• _REQUIRED ACTION_:
Which lines below contain "leaf"? Copy every one of them.
*** Opening INPUT MATERIAL ***
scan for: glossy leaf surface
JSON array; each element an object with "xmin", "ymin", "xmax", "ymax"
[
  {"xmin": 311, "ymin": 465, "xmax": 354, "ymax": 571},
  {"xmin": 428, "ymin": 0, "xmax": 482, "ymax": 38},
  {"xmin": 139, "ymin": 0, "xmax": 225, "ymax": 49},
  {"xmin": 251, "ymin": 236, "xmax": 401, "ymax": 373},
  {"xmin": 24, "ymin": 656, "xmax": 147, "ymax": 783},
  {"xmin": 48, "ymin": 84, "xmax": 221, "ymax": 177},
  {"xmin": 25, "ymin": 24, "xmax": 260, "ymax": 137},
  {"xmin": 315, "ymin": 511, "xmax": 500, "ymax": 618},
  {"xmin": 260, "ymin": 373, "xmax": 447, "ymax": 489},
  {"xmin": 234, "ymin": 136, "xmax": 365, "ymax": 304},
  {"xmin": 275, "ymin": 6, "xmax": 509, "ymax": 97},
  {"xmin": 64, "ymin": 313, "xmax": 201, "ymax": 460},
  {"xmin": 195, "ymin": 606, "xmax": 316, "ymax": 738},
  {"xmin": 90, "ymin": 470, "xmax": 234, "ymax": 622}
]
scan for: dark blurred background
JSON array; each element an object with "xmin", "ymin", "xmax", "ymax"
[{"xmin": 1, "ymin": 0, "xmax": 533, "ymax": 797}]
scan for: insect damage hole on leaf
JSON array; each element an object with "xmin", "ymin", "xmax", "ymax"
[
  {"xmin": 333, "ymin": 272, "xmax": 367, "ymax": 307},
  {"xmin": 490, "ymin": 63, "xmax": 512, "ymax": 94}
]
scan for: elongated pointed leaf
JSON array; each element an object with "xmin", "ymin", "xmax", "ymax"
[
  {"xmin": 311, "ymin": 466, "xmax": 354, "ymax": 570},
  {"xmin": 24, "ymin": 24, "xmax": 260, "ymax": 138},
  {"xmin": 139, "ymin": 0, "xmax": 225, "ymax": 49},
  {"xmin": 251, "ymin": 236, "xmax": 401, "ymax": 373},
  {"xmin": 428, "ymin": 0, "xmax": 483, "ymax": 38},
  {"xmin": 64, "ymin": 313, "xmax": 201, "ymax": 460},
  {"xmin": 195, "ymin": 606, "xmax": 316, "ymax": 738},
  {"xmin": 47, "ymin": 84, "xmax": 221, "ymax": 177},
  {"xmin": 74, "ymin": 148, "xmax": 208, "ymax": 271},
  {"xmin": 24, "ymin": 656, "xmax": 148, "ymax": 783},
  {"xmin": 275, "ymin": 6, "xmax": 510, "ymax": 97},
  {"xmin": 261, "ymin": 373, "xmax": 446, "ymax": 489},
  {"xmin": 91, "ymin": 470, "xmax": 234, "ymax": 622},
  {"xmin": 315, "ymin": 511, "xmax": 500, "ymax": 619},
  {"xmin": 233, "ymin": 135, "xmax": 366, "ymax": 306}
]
*** Closing INPUT MATERIAL ***
• _ANSWER TO THIS EXERCISE_:
scan for: glossy leaf surface
scan for: insect damage hole on leaf
scan for: elongated pointed leaf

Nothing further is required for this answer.